TASK BRIEF:
Copy the stretch of the records from the start through the line that contains "72), (150, 64)]", reproducing each line exactly and leaving out the pictures.

══ EXERCISE MATERIALS

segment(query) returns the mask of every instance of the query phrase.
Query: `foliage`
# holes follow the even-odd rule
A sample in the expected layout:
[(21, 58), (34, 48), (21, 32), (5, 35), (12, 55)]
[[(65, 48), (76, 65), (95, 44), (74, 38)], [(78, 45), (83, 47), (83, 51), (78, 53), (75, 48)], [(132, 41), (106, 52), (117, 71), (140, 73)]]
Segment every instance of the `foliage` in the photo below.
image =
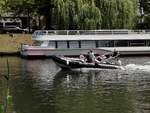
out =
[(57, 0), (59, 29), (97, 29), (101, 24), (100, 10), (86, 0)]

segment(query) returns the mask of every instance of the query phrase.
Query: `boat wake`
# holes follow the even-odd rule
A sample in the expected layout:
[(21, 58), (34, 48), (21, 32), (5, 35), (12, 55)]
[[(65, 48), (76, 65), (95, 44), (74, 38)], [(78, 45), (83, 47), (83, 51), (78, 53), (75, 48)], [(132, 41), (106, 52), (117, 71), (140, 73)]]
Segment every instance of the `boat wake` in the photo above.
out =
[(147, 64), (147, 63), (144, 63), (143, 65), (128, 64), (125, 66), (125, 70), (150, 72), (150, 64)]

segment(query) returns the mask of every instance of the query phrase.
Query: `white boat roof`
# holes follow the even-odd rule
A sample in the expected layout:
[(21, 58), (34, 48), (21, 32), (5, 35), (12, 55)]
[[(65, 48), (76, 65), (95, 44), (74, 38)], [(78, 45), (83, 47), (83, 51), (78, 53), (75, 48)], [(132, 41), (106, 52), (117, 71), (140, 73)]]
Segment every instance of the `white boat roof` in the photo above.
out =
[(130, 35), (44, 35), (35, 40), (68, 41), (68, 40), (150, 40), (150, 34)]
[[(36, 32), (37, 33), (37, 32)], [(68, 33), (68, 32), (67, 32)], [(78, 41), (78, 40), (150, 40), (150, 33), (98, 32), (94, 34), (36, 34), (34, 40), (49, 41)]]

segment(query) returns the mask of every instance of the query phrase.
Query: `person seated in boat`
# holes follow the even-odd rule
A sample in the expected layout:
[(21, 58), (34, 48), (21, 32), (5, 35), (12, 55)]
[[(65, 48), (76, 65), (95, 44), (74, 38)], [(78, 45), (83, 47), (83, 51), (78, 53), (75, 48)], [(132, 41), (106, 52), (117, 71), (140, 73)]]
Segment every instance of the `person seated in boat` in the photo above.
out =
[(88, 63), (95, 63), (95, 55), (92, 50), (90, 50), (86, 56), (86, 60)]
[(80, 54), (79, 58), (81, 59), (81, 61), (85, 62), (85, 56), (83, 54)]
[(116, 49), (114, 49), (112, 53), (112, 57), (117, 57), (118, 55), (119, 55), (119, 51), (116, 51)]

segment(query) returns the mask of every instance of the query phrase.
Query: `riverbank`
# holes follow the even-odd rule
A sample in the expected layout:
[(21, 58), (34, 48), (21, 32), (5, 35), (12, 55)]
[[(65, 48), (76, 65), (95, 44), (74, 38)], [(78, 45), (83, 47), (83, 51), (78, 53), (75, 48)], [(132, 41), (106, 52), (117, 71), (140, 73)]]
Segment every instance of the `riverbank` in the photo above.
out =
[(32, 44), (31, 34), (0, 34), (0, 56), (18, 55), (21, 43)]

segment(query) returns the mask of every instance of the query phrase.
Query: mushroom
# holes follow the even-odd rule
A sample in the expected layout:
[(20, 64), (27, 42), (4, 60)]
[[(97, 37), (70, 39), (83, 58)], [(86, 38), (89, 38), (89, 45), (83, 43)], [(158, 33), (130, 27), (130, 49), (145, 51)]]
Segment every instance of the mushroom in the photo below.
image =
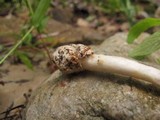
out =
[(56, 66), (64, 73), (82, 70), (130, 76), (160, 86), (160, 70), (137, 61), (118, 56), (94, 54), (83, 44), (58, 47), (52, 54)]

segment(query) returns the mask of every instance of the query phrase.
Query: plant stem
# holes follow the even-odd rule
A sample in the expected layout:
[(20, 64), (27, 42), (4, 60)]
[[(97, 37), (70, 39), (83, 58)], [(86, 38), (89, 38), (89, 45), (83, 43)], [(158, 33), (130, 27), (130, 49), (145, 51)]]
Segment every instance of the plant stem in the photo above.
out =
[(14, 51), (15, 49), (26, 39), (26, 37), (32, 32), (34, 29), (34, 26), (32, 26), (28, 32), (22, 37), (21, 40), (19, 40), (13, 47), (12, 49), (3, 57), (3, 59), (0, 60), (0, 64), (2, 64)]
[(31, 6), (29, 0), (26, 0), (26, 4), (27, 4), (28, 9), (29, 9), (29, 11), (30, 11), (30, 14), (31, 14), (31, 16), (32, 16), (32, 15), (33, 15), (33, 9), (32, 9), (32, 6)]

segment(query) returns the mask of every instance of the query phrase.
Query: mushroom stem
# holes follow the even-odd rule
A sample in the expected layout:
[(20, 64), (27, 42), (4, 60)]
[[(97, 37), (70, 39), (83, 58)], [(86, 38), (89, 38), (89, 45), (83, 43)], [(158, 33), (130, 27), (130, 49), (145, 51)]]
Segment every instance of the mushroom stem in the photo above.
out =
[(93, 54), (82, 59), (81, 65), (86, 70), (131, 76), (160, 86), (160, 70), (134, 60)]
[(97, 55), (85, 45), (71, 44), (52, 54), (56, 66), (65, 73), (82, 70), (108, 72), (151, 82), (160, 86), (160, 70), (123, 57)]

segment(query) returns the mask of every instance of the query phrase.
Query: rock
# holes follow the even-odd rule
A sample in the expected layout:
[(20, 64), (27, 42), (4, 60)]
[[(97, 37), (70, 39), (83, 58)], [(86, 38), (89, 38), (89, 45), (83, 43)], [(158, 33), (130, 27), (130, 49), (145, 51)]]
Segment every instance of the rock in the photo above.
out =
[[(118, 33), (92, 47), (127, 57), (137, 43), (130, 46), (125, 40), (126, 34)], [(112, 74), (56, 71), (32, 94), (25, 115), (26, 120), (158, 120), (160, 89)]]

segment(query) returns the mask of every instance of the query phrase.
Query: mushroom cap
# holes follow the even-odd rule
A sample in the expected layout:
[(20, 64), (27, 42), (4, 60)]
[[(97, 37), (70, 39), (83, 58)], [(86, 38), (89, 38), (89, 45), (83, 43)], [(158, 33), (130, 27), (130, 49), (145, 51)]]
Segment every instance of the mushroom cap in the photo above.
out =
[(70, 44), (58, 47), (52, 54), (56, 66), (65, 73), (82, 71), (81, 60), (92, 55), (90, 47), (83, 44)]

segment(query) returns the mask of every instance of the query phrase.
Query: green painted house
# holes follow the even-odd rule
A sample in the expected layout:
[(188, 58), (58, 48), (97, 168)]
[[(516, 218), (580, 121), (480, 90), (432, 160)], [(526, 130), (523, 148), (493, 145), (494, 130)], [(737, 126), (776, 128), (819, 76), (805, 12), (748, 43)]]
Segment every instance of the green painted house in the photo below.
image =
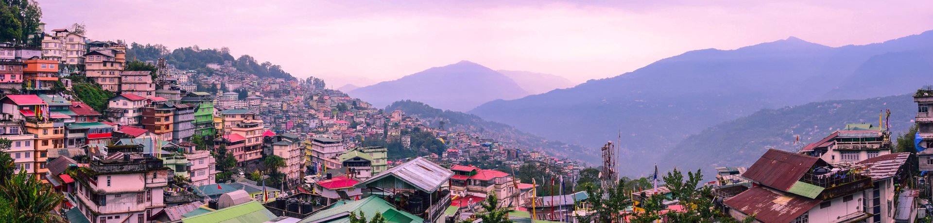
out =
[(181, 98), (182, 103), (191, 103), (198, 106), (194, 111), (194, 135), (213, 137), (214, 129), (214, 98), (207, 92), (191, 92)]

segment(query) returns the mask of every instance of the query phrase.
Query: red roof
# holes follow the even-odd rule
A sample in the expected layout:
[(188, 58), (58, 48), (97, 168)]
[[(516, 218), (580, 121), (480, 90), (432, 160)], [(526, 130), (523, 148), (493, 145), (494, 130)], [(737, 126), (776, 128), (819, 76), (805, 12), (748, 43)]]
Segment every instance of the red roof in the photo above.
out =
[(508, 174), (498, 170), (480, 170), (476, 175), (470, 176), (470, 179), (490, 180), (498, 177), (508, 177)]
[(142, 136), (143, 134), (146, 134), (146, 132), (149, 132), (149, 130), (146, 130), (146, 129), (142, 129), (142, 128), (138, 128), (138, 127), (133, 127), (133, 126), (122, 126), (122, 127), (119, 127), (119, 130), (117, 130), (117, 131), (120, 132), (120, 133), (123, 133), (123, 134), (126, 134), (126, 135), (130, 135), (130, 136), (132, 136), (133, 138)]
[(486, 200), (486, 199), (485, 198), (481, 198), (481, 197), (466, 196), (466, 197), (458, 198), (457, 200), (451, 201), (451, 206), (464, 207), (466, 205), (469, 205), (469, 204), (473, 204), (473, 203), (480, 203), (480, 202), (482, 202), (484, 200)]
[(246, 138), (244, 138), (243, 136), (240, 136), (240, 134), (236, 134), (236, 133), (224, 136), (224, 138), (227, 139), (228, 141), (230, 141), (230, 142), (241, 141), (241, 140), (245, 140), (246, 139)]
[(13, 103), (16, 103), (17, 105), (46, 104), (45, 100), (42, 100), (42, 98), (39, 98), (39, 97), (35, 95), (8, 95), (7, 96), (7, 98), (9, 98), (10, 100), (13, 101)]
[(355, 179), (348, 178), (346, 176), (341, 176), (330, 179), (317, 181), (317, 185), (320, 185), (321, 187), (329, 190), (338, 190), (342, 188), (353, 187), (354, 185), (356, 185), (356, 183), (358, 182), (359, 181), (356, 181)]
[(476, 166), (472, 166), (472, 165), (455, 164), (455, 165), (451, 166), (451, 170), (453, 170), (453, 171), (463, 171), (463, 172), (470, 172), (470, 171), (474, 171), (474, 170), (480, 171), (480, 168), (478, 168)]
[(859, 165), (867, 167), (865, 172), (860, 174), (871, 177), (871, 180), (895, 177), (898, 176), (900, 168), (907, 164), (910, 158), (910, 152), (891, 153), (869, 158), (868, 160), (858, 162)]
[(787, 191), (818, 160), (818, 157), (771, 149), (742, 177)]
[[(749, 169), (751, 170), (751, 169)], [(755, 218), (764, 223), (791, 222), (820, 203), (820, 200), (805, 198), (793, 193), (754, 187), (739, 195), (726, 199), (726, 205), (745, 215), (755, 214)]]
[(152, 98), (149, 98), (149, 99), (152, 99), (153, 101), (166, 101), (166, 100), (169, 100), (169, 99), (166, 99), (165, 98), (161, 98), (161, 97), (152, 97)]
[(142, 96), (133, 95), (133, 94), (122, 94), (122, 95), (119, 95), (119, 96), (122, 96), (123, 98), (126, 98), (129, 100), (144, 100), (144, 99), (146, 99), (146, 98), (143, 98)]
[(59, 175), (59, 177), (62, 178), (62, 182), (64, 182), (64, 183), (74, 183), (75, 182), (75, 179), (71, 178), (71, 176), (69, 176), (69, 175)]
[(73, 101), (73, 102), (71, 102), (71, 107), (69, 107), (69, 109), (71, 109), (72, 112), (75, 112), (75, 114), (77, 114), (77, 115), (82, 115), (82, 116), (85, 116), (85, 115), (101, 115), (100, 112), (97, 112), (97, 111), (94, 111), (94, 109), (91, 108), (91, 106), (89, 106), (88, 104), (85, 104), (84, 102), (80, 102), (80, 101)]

════

SOLUTION TO THE EXERCISE:
segment(query) returns the mask of every instance of the query phrase.
Query: `foliage`
# holes follow the even-odd rule
A sample in the expected layout:
[(21, 58), (34, 48), (21, 32), (5, 35), (12, 55)]
[[(65, 48), (76, 65), (95, 44), (74, 38)], [(78, 45), (83, 47), (83, 51), (78, 53), (75, 48)], [(132, 41), (106, 52), (117, 71), (140, 73)]]
Segment every instance of the `foliage` in the photo below.
image =
out =
[(57, 0), (59, 29), (97, 29), (101, 24), (100, 10), (86, 0)]

segment(query) returns the mask of every instance of the query phrase.
Query: `boat wake`
# holes follow the even-odd rule
A sample in the expected layout:
[(21, 58), (34, 48), (21, 32), (5, 35), (12, 55)]
[[(65, 48), (76, 65), (95, 44), (74, 38)], [(78, 45), (83, 47), (83, 51), (78, 53), (75, 48)], [(132, 41), (106, 52), (117, 71), (140, 73)]]
Segment every instance of the `boat wake` in the photo above.
out =
[(147, 64), (147, 63), (144, 63), (143, 65), (128, 64), (125, 66), (125, 70), (150, 72), (150, 64)]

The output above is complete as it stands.